## Data for this task
====

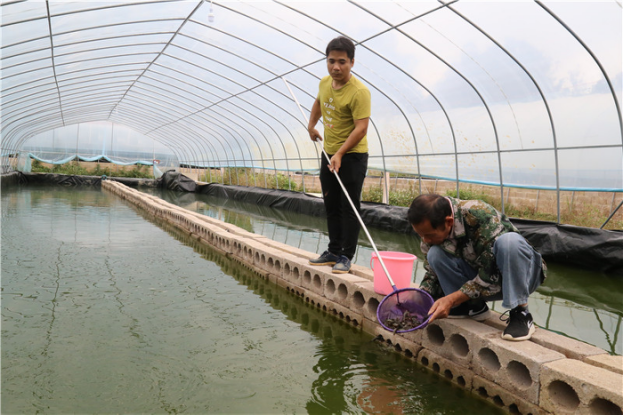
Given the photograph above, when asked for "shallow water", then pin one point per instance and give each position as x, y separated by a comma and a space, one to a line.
578, 303
105, 311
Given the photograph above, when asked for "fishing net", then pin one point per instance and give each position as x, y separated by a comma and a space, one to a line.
404, 310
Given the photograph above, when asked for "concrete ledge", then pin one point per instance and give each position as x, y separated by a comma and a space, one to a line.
606, 361
455, 373
516, 365
455, 339
571, 348
572, 387
499, 396
549, 374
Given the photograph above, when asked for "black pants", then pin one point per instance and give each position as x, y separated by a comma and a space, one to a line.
341, 220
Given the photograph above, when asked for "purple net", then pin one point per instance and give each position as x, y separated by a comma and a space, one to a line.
404, 310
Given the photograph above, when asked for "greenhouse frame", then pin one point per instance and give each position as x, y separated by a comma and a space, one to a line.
520, 94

====

## What the task requires
Every entry should be returned exactly as written, minus the pictures.

## Answer below
Given the photograph above, when asked for "shallow water", then pin one point per instance and give each position as x, y separated by a comma and a space, one to a line.
578, 303
105, 311
Given the photograph above, when asked for "fishing net", then pin one point per instance and give each position as x, y separated by a comma and a space, one to a line.
404, 310
Given the photograph above, when asked for "concrete ledge", then pin one point per instance and give each position as x, y separated by a comma and a space, one to a line.
606, 361
455, 373
516, 365
455, 339
571, 348
572, 387
499, 396
549, 374
Given the photograph above, when asked for "black pants", then pin one point per instance and give each position as x, y separated by a comma and a space, one to a line.
341, 220
Given the photograph above, when asked for "purple net", then pin one point per instance and give each position as x, y separated by a comma and a space, one to a line.
404, 310
Given the photograph above, when asked for "greenhouse frame", then pin one point per instance and give each position as x, y separated by a comma and a space, one to a line.
520, 94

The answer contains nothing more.